=== Data section ===

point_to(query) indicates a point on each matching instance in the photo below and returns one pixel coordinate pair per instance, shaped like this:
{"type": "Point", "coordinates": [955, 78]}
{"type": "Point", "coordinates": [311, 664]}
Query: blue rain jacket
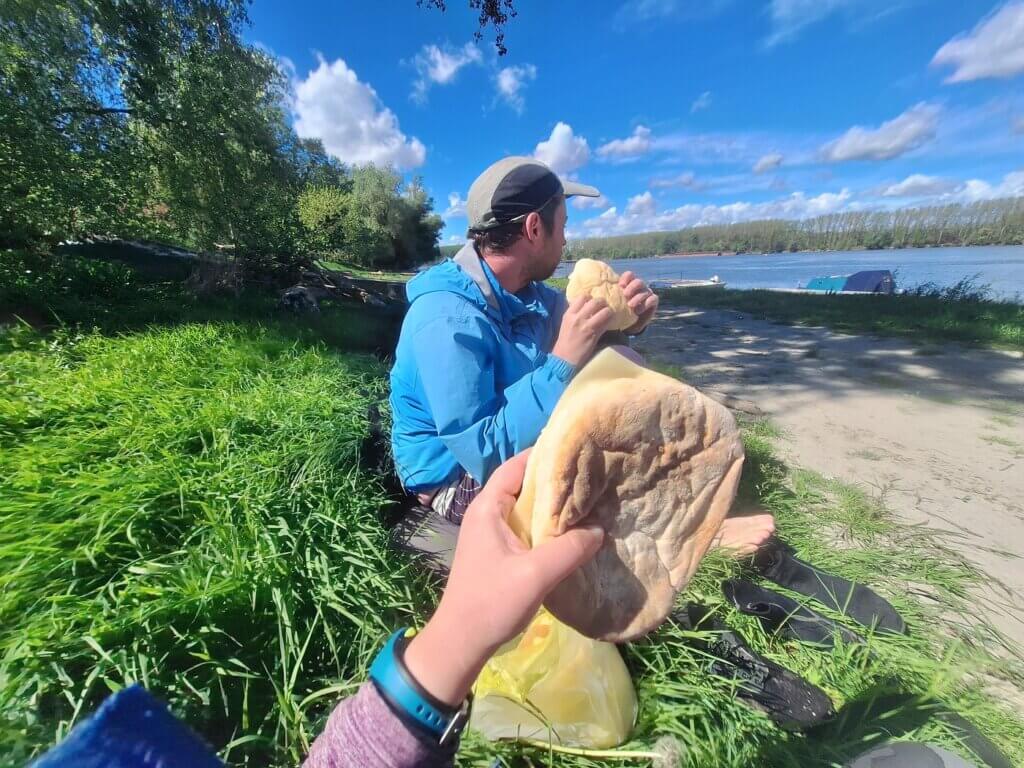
{"type": "Point", "coordinates": [473, 381]}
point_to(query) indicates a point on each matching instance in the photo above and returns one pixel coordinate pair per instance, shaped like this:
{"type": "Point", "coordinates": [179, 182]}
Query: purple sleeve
{"type": "Point", "coordinates": [363, 732]}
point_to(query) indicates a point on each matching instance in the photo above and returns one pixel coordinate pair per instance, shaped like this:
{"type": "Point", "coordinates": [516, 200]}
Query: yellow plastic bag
{"type": "Point", "coordinates": [555, 685]}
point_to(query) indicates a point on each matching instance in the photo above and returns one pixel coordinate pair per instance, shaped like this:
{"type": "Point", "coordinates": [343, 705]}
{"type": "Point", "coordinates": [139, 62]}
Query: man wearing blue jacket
{"type": "Point", "coordinates": [485, 348]}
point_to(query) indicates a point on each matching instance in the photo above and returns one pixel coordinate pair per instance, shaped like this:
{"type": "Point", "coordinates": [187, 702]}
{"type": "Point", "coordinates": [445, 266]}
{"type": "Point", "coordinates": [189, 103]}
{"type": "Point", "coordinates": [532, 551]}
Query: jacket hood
{"type": "Point", "coordinates": [465, 275]}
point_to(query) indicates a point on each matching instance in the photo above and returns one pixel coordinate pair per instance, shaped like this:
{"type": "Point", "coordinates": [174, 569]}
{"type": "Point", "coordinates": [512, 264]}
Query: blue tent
{"type": "Point", "coordinates": [873, 281]}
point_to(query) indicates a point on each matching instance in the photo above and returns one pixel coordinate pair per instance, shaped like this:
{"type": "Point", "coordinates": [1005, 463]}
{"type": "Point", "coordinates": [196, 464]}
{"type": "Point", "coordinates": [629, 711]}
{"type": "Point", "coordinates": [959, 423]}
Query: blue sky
{"type": "Point", "coordinates": [681, 112]}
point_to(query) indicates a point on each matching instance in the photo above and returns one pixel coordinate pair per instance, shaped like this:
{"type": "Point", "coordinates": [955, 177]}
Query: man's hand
{"type": "Point", "coordinates": [584, 323]}
{"type": "Point", "coordinates": [495, 589]}
{"type": "Point", "coordinates": [641, 299]}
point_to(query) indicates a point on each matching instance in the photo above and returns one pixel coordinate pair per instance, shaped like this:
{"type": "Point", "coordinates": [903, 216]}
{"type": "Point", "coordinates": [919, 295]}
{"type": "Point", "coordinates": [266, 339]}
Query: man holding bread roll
{"type": "Point", "coordinates": [486, 349]}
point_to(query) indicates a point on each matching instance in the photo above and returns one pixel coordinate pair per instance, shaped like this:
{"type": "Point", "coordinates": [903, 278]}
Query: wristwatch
{"type": "Point", "coordinates": [409, 699]}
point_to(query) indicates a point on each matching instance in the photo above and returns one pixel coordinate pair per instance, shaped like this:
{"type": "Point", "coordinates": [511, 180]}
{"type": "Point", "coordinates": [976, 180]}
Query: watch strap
{"type": "Point", "coordinates": [404, 694]}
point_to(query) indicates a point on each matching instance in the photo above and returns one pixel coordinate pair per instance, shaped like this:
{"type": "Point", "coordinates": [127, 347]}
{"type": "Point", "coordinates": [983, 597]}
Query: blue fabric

===

Task directions: Hand back the data above exactly, leaving out all pictures.

Solution to the problem:
point_to(query) indicates a point on each matching instance in the photo below and returns one pixel coordinate pair per instance, shaped like this:
{"type": "Point", "coordinates": [955, 78]}
{"type": "Point", "coordinates": [311, 664]}
Query: blue rain jacket
{"type": "Point", "coordinates": [473, 381]}
point_to(query) indicates a point on each matching instance in the photo above and returns one pixel coordinate pair per instance, shaped like this:
{"type": "Point", "coordinates": [179, 182]}
Query: purple sleeve
{"type": "Point", "coordinates": [363, 732]}
point_to(query) indicates a point on each matching instance in the photo above and returns one pixel coordinate pair per instance, shaped like this:
{"type": "Point", "coordinates": [516, 200]}
Query: yellow plastic bag
{"type": "Point", "coordinates": [555, 685]}
point_to(query) indicates a point on each matching instance in the photo above and returns one pixel coordinate pair per instance, shaped like this:
{"type": "Point", "coordinates": [343, 705]}
{"type": "Point", "coordinates": [139, 62]}
Query: man wearing blue jacket
{"type": "Point", "coordinates": [485, 348]}
point_to(query) indicates a point on each matching instance in the photo above and returns one pixel coordinate pair per instance, shaped like this:
{"type": "Point", "coordinates": [187, 702]}
{"type": "Point", "coordinates": [445, 266]}
{"type": "Point", "coordinates": [189, 103]}
{"type": "Point", "coordinates": [532, 551]}
Query: jacket hood
{"type": "Point", "coordinates": [465, 275]}
point_to(query) indicates a point on each matching instance in the photo above and returns one pixel coordinate pair per instance, shaped like this:
{"type": "Point", "coordinates": [174, 569]}
{"type": "Point", "coordinates": [512, 264]}
Query: blue tent
{"type": "Point", "coordinates": [873, 281]}
point_to(query) indicates a point on each matching instance in the photo above and returns one pixel coordinate pair per instance, shaped like this:
{"type": "Point", "coordinates": [1005, 463]}
{"type": "Point", "coordinates": [196, 464]}
{"type": "Point", "coordinates": [629, 711]}
{"type": "Point", "coordinates": [959, 423]}
Query: blue sky
{"type": "Point", "coordinates": [681, 112]}
point_to(query) indicates a point on each matching instance in the photo above and returns one pixel coordinate pair per instance, shaped like this:
{"type": "Point", "coordinates": [955, 177]}
Query: man's hand
{"type": "Point", "coordinates": [584, 323]}
{"type": "Point", "coordinates": [495, 589]}
{"type": "Point", "coordinates": [641, 299]}
point_to(query) indicates a point on each matching instance in the photo above and returns one pixel coordinate pair per instance, shaped like this:
{"type": "Point", "coordinates": [903, 216]}
{"type": "Point", "coordinates": [919, 295]}
{"type": "Point", "coordinates": [266, 339]}
Query: man holding bread roll
{"type": "Point", "coordinates": [486, 349]}
point_to(query) indicates a point on each matching instance in the photo above and returns one pixel coordinate pair per instance, shaped like this:
{"type": "Point", "coordinates": [903, 278]}
Query: wristwatch
{"type": "Point", "coordinates": [409, 699]}
point_to(query) indicates a point on each matching instance in the photo above and returns one pixel coordinate pair per instance, shaped like this:
{"type": "Point", "coordinates": [511, 180]}
{"type": "Point", "coordinates": [976, 180]}
Query: watch strap
{"type": "Point", "coordinates": [404, 694]}
point_to(query) indicates a point on each matching instance in the photo above and returns one pixel coordinate pair per instance, shaped like this:
{"type": "Point", "coordinates": [127, 347]}
{"type": "Point", "coordinates": [983, 597]}
Query: blue fabric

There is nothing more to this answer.